*** Document text Section Begins ***

This is a follow-up to question :
"I need a function to compare classifier accuracies in discrete problems "
http://answers.google.com/answers/threadview?id=285691

The answer provided by rincewind-ga was perfect, but I would
now need to go more deeply into this problem. Please read the
previous question as I'm picking up where the last one left off.

A confusion matrix is a table of classifier results:

         P      N   <- Predicted class of the examples
P      TP   FN
N      FP   TN
^
actual class of the examples

TP means True Positives. It is often expressed as a frequency: the
number of accurately classified positive examples / the total number of
examples.

FP, False Positives, is the frequency with which positive examples have
been (mis)classified as negatives examples, and so on for the negatives.

Very many measures of classifier performance build up from these 4
numbers.

So, how would you reduce bigger square matrices, representing N classes
problems, to these 4 numbers?

Should we distinguish between examples of class A misclassified as
belonging to class B and examples of class A misclassified as belonging
to class C in the 3 class confusion matrix:

         A      B      C   <- Predicted class of the examples
A      AA   AB    AC
B      BA   BB   BC
C      CA   CB   CC
^
actual class of the examples

Where XY means the number of examples of class X classified as
belonging to class Y over the total number of examples.

*** Document text Section Ends ***
*** Stored data Section Begins ***

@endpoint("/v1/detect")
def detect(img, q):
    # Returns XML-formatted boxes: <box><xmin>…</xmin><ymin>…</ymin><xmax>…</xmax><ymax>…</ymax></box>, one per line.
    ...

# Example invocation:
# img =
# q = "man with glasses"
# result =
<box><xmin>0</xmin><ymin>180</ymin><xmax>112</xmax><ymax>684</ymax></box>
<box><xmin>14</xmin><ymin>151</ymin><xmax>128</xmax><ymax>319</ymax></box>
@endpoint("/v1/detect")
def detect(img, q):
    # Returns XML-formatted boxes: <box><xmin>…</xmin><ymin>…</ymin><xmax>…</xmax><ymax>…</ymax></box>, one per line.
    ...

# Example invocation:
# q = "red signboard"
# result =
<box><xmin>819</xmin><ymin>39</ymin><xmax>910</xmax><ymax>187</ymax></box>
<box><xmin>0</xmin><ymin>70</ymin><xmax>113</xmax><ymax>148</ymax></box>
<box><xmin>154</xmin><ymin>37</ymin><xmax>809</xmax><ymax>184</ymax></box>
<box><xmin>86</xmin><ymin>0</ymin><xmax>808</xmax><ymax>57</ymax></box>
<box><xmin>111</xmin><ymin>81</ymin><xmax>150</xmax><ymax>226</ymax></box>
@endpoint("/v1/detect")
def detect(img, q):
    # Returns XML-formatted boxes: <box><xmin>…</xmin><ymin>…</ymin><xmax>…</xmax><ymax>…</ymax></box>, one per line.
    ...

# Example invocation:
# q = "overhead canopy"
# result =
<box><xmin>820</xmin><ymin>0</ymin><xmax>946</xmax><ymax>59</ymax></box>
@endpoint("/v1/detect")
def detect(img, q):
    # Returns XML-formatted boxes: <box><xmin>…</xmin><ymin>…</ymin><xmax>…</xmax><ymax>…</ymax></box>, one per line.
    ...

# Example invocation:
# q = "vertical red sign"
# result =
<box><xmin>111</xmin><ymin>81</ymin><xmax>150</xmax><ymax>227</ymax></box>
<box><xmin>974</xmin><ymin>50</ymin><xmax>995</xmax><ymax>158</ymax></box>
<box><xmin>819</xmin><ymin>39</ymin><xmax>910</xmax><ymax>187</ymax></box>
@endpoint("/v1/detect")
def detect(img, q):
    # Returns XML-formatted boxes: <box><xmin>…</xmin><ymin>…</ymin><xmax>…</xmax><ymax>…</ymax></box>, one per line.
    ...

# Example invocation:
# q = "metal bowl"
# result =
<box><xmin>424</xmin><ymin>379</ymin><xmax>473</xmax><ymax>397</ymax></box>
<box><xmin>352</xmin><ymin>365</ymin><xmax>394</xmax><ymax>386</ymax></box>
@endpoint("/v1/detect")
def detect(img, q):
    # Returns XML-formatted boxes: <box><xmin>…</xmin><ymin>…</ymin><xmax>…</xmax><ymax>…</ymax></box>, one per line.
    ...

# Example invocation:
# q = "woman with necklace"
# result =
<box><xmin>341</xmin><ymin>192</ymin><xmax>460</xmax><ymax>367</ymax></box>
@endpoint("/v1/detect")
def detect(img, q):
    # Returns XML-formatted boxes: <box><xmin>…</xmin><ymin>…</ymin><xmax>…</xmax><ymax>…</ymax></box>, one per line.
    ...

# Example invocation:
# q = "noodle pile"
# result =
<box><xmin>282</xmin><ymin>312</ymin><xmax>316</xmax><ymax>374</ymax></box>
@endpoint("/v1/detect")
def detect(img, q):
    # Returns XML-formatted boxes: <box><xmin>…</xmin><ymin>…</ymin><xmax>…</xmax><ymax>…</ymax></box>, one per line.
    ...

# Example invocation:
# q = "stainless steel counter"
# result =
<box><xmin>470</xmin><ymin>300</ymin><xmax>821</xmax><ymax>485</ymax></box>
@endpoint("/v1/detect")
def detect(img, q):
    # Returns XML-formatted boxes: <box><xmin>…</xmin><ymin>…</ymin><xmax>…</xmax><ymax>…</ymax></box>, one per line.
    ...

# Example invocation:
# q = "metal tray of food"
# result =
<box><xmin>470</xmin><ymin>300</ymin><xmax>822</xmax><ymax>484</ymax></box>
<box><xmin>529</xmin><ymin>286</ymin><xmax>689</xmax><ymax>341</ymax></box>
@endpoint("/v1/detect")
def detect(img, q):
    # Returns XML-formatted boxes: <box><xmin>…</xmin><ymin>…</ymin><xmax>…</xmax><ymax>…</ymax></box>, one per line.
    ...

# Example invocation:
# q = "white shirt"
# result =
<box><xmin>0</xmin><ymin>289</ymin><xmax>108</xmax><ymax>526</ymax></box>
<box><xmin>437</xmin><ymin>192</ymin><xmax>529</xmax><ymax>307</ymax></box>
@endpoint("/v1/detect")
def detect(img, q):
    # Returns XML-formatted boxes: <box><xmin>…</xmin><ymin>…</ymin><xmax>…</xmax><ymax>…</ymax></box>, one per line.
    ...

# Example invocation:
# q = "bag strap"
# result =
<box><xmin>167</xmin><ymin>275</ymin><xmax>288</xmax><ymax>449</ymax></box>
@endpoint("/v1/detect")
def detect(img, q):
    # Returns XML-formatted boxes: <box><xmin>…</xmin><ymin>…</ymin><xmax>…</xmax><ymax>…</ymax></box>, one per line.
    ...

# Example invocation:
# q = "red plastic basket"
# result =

*** Stored data Section Ends ***

**Work item**
Extend the forum post about confusion matrices, continuing from its last sentence.

**Answer for this exercise**
Any ideas welcome if they are coherent with rincewind-ga's answer :-).
Please explain step by step if you go into calculus or something.

Mary

---

Clarification of Question by mariane0-ga on 26 May 2005 09:44 PDT

It may be usefull to consider grouping the results as one class vs. 
all the others. 

In this case, if we consider class A vs (B and C)

         A      B      C   <- Predicted class of the examples
A      AA   AB   AC
B      BA   BB   BC
C      CA   CB   CC
^
actual class of the examples

TP <- AA
FP <- BA and CA
FN <- AB and AC
TN <- BB and CC (and eventually BC and CB which have "correctly" been 
classified as not belonging to class A. 

Mary

---

Clarification of Question by mariane0-ga on 28 May 2005 11:01 PDT

The random classifier answers at random, equi distributed.

2 class values:
pos = number of positive examples
p2 = probability of properly classifying a positive example = 1/2
q2 = probability of misclassifying a positive example = 1 - p = 1/2
P2(X) = probability of properly classifying X of the pos positive examples
P2(X) = Combin(pos, X) * p2^X * q2^(pos-X)

N class values:
pos = number of examples of class A = number of positive examples
pN = probability of properly classifying an example of class A = 1/N
qN = probability of misclassifying an example of class A = 1 - p
PN(X) = probability of properly classifying X of the examples of class A
PN(X) = Combin(pos, X) * pN^X * qN^(pos-X)

with Combin(pos, X) = X! / (X! * (N-X)!) 

So a possibility might be to find a relationship between these two 
Bernouilli distributions. 

We know:

pos
pN
qN

We want: a way to calculate P2(X) from PN(X) for all X

PS Are you still around mathtalk-ga? I'm sure this would be 
easy for you :-). Please help. 

Mary

---

Clarification of Question by mariane0-ga on 28 May 2005 11:14 PDT

I'm not saying I don't want somebody else to answer, just that 
it was mathtalk-ga who gave me this formula in the first place. 
And said it was "simple". 

"Simple" I find rather encouraging, it's "trivial" which I resent ;-).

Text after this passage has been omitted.